Celebrating 50 Years at the Helm of Insurance Journal

October 19, 2020 by

Entrepreneur, innovator, oenophile, insurance industry icon, all around great guy.

That’s Mark Wells, the force behind Insurance Journal and Wells Media Group, who this year is celebrating his 50th anniversary in insurance industry publishing.

There have been plenty of challenges at Insurance Journal over the past 50 years, especially in the beginning, Wells told Peter van Aartrijk, host of the long-running On Point podcast on InsuranceJournal.com.

Under Wells’ leadership, Insurance Journal has grown from a regional California print publication covering the property/casualty insurance industry to a national trade media force, birthing new brands such as Carrier Management, Claims Journal, MyNewMarkets, Insurance Journal TV and Insurance Journal Academy of Insurance, all of which reside under the aegis of Wells Media Group.

Wells said his father bought the precursor to Insurance Journal during the Great Depression for $1,000, assuming the previous publication’s debts and converting it into a property/casualty magazine.

“My father passed away in 1970, and my mother and I took over the business. It was not in good shape. We were kind of broke,” Wells told van Aartrijk. At the time, the publishing environment was very competitive, with numerous organizations covering the insurance industry, and it took a while to get the business back on its feet.

“We started out as a California regional publication, and then West Coast. In the ’90s, the late ’90s, we started playing around with the internet. We put the magazine on the internet, and then we learned quickly that that was not going to work, so we decided to publish the news daily and email it out. It just took off from there,” Wells said.

Over the years, Insurance Journal has covered the rise of the excess and surplus lines insurance industry, which began in California with the formation of Swett and Crawford in the 1960s. There were lots of local, successful regional carriers and wholesale brokers that eventually were acquired by national firms — a trend that endures today. “It’s interesting. We had had mergers and acquisitions for the last 50 years, and [it’s] going on again right now,” Wells said.

*Questions*
1) From the article on Mark Wells and Insurance Journal, write out the passage that opens with the words containing "There have been" and ends with "podcast on InsuranceJournal.com.", copying it word for word.
2) Pick up the article on Mark Wells and Insurance Journal where it stops, and carry it on from its last sentence.

*Data listing*

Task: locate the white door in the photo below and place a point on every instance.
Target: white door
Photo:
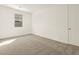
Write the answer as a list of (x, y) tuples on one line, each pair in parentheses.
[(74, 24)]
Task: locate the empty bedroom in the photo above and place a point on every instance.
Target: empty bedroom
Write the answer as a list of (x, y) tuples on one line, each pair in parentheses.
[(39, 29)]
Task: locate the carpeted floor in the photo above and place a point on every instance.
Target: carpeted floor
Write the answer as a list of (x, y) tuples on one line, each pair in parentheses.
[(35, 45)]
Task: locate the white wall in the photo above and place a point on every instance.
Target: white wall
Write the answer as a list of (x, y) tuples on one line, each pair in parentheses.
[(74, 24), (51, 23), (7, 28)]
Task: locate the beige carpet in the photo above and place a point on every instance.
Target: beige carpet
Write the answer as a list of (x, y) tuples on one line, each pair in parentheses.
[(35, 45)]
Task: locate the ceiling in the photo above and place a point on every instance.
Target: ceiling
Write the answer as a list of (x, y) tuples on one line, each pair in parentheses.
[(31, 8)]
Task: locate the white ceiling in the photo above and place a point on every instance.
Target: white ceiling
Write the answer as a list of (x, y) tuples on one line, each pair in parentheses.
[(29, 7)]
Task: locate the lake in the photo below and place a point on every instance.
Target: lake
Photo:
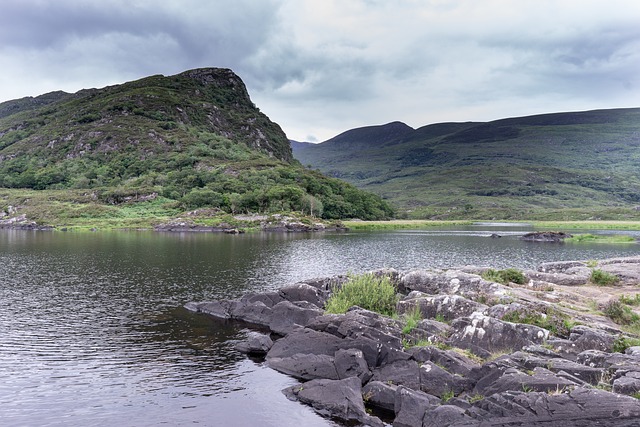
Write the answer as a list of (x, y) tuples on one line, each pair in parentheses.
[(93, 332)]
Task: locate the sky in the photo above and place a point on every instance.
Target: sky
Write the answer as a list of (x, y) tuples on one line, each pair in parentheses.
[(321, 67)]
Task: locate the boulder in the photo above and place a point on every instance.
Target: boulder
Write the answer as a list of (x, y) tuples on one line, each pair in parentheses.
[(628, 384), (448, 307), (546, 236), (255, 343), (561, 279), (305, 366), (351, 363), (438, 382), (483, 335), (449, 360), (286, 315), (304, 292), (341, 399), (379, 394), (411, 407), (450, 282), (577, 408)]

*Responses per task*
1)
There have been plenty of challenges at Insurance Journal over the past 50 years, especially in the beginning, Wells told Peter van Aartrijk, host of the long-running On Point podcast on InsuranceJournal.com.

2)
The industry continues to be a vibrant one, he added. “The wholesale brokerage business, the excess and surplus lines business, has just grown dramatically. … It’s something to watch. It’s amazing. They’ve been able to answer a need and write a ton of business.” As the insurance industry has adapted and changed, Insurance Journal has evolved along with it.

“When I started, we were a print publishing company. I’m an old-fashioned print person. The internet has changed everything. Changed it not only for our business, but business in general. Now, everything is digital. Even as late as 2008, 90% of our revenue was in print. Today, it’s a little under 50%. Most of our advertising’s now digital. It’s really evolved. It’s hard to keep up. We’ve got a great group of people really running the business right now. They’re young, they’re innovative, they’re totally at home on the internet and the digital space,” Wells said.

While the coronavirus pandemic has been a disruptive force worldwide, Wells remains optimistic that the industry and the community at large will rebound.

“There will be a solution. It may not be what everybody wants, but there will be a solution,” he said. It will take time and a vaccine in order for the world to get back to normal, “but the industry will respond. They’ll innovate.”